Put the lines of the entries below into a Markdown table with the columns Row and Line, numbering each row and omitting blank lines. Begin at the line that contains "jacket in the image above." and stop after the line that contains "186;336;220;374".

[Start]

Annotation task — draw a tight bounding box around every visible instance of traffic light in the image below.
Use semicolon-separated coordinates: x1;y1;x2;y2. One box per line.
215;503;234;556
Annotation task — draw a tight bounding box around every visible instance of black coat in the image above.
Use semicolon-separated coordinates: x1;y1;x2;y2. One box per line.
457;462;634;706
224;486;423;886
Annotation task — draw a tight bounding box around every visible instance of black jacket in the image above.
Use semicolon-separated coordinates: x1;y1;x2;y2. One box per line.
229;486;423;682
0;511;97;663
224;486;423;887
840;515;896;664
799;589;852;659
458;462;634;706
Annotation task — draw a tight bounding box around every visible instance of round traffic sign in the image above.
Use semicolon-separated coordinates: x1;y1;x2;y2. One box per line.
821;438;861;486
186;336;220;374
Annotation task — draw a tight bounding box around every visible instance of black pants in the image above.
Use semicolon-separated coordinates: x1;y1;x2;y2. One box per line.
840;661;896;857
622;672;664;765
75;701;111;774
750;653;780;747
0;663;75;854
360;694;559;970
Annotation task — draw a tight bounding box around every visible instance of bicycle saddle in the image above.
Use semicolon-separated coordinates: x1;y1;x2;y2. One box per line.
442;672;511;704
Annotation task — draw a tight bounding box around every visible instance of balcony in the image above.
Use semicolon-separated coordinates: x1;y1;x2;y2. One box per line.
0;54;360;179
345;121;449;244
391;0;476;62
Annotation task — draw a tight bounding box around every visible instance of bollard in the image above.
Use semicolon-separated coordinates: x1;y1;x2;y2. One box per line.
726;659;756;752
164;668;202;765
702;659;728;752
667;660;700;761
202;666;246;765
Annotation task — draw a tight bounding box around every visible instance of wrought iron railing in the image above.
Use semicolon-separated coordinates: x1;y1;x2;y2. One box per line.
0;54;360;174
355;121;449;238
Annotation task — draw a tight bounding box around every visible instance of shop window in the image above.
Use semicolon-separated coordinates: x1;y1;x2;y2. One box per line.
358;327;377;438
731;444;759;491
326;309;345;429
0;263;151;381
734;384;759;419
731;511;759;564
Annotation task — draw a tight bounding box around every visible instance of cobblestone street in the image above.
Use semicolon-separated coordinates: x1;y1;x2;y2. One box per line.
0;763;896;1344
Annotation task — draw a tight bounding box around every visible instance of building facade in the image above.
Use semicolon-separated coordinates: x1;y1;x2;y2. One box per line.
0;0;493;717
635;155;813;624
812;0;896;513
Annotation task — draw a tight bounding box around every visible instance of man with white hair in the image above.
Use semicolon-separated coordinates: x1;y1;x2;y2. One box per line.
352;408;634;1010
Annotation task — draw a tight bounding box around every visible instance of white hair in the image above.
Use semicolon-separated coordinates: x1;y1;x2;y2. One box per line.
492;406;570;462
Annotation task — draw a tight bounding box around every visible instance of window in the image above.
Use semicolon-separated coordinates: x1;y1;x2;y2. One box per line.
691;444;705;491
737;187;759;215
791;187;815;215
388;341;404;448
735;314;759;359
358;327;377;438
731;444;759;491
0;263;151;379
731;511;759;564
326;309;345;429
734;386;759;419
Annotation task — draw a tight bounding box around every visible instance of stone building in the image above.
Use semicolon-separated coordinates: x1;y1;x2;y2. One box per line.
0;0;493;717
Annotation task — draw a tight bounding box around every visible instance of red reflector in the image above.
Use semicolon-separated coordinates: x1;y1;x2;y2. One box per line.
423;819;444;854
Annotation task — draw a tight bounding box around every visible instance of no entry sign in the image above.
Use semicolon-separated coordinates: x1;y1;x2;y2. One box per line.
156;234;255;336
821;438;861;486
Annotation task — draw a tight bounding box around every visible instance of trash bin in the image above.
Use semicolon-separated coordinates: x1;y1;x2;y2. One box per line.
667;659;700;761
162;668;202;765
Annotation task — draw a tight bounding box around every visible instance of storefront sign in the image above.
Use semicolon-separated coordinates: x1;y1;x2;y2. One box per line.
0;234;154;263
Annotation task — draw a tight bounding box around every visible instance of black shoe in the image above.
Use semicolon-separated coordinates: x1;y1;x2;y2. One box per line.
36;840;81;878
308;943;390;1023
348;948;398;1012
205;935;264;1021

[End]

THE RESPONSE:
| Row | Line |
|---|---|
| 1 | Annotation task — draw a tight bounding box around every visible instance of black jacket in the image above. |
| 2 | Use semicolon-separated coordinates: x1;y1;x2;y2. One box per line. |
| 3 | 229;486;423;682 |
| 4 | 0;511;97;663 |
| 5 | 224;486;423;887 |
| 6 | 840;515;896;664 |
| 7 | 799;589;852;659 |
| 8 | 458;462;634;706 |
| 9 | Annotation task — draw a tight bounding box around every visible instance of round traffic sign in the image above. |
| 10 | Use semicolon-separated coordinates: x1;y1;x2;y2. One box per line. |
| 11 | 821;438;861;486 |
| 12 | 186;336;220;374 |